WRITTEN REQUEST 1
Please answer these from the article on IT asset management below:
(a) Which two documents are named as the source of the governance principles that apply across business risk?
(b) How do investors perceive well-governed businesses?
(c) Which body's recent action is described as driven by aggressive software vendors?
WRITTEN REQUEST 2
In the article on IT asset management below, list every stakeholder from whom an organization and its directors may face liability for failing to enforce an acceptable usage policy.

The maintenance and management of corporate assets are fundamental requirements of "good governance" legislation. Wilhelm Hamman, business technologist at Computer Associates (CA), looks at the issues surrounding asset management and this discipline`s impact on the bottom line.
Johannesburg, 25 May 2004

Corporate governance is now an entrenched aspect of the South African business landscape. The principles that devolve from the King II report and the Basel II Accord apply across all aspects of risk in business. Information technology (IT) is no exception.

Corporate governance is viewed by many businesses as a necessary evil, but early adopters can find real business benefit in embracing the opportunity presented by the concept.

Businesses with high levels of corporate governance tend to trade at PE (price/earnings) ratios higher than those of less compliant rivals as investors perceive well-governed businesses to be less risky and are thus prepared to pay a premium.

The issue of corporate governance is particularly relevant in the event of a merger or acquisition as a compliant business is less likely to harbour hidden surprises and will favourably influence the potential price tag that can be applied to that organisation.

Asset inventories

Companies are now expected to develop and maintain real-time hardware and software asset inventories in order to understand, and be able to report on, what assets they own and the uses to which they are being put.

As organisations are now responsible for what employees use their systems for - and that the ultimate liability therefore vests in the company`s director in their personal capacity - it is very much in every organisation`s interest to be able to enforce an 'acceptable usage` policy across all its IT systems.

Failure to do so constitutes negligence and opens the organisation and its directors to liability from all stakeholders, including shareholders, customers, employees, suppliers and competitors.

In addition, recent action taken by the Business Software Alliance (BSA), driven by aggressive software vendors such as Microsoft, leave companies with no option other than to take great care with respect to contingent licensing liability arising from software deployed on their systems.

Asset management software applications will enable the organisation to address corporate governance issues as they apply to IT by allowing the development and maintenance of real-time hardware and software asset registers, the understanding of what assets are where in the organisation, as well as who is using them and what they are being used for.

DATA ENTRIES
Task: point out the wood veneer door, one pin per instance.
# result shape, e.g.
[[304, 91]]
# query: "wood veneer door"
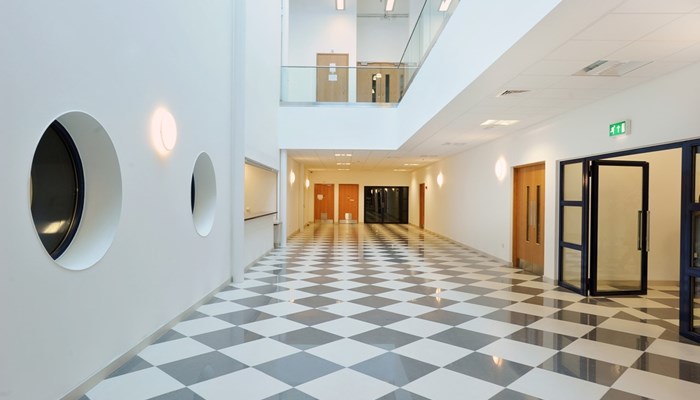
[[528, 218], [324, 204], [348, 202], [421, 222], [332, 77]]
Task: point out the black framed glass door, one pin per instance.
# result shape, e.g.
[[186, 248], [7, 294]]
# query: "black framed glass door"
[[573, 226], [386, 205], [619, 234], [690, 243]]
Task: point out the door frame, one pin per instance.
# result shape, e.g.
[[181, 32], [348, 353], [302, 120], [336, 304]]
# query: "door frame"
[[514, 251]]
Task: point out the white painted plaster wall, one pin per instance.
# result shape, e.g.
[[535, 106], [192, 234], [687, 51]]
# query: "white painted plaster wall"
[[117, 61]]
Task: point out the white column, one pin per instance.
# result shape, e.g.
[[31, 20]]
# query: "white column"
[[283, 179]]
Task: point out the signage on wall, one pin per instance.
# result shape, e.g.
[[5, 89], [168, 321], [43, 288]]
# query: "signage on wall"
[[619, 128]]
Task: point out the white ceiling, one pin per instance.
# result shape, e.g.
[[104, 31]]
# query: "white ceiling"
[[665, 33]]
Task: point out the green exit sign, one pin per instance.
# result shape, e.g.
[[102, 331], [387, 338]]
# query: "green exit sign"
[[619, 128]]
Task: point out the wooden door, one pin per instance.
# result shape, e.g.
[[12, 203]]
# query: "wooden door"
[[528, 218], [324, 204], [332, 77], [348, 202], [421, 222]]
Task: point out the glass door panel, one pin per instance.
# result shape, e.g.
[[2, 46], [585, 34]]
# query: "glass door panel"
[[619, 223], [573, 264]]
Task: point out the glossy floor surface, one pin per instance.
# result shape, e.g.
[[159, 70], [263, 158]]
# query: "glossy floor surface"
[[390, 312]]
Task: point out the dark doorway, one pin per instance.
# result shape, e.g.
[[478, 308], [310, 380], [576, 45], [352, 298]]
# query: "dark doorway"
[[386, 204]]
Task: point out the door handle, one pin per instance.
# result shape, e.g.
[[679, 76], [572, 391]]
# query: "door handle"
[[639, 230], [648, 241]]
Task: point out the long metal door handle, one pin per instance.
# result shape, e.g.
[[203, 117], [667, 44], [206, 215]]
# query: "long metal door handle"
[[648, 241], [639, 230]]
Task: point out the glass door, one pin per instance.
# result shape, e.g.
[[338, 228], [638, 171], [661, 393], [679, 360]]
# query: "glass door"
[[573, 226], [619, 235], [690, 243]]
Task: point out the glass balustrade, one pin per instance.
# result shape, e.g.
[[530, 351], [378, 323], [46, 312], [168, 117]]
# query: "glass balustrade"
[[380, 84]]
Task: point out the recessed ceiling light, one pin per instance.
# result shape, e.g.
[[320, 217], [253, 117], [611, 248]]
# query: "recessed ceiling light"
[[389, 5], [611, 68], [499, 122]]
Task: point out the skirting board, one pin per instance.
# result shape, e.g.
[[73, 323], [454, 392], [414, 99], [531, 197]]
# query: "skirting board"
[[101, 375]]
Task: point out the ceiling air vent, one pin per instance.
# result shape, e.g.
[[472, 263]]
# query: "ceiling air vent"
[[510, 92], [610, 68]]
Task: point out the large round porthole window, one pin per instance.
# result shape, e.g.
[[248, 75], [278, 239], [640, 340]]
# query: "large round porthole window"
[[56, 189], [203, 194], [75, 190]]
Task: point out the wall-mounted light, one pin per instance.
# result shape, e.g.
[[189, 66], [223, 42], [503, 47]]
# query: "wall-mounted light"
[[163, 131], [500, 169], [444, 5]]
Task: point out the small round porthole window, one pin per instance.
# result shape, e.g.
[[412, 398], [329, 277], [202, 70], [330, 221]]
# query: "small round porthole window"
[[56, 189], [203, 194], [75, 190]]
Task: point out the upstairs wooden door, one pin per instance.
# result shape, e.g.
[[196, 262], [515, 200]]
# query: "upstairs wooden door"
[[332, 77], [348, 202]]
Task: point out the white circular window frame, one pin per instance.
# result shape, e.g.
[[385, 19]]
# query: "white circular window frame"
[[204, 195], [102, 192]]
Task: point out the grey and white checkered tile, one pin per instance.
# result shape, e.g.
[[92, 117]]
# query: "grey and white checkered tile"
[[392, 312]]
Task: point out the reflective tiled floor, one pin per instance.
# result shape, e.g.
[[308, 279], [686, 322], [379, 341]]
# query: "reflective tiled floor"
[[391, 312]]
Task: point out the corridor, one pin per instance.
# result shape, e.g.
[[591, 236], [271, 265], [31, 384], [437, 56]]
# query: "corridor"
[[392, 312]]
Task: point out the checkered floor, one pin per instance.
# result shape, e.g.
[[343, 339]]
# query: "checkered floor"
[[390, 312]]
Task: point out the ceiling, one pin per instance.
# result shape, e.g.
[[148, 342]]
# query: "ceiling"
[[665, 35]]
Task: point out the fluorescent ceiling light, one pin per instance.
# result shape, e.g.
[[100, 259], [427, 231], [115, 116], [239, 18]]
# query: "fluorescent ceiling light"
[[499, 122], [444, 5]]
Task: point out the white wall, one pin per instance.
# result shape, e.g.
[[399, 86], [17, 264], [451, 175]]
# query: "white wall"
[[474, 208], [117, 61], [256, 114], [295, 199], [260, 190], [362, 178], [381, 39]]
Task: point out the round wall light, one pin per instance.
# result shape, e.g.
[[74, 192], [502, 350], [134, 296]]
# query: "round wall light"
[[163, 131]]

WRITTEN REPLY 1
(a) The King II report and the Basel II Accord.
(b) As less risky, so they are prepared to pay a premium.
(c) The Business Software Alliance (BSA).

WRITTEN REPLY 2
Shareholders, customers, employees, suppliers, competitors